GIVEN INSTRUCTION: Reproduce the lines below word for word, leaving out the pictures.

DATASET EXTRACT:
((
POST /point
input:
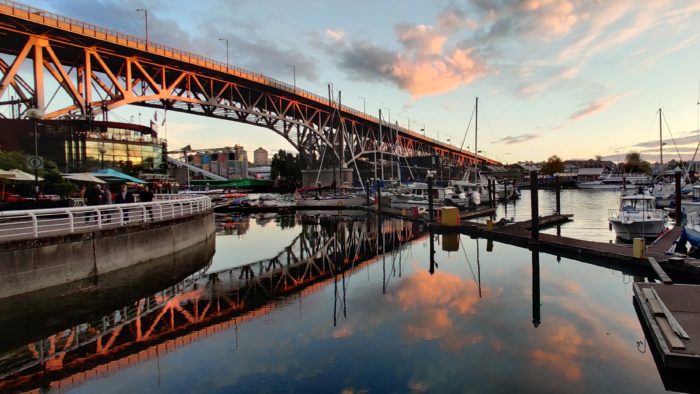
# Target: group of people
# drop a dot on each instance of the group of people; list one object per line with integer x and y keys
{"x": 102, "y": 195}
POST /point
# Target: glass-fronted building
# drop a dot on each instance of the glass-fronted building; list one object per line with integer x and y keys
))
REPLY TO THE TASK:
POST /point
input:
# Target: group of people
# drop a dot on each instance of the group of people; list one object per line with integer x and y keys
{"x": 102, "y": 195}
POST /point
# Target: glass-fronted building
# drop a dot on each instance of the glass-fronted building; list one object per line with integer x and y keys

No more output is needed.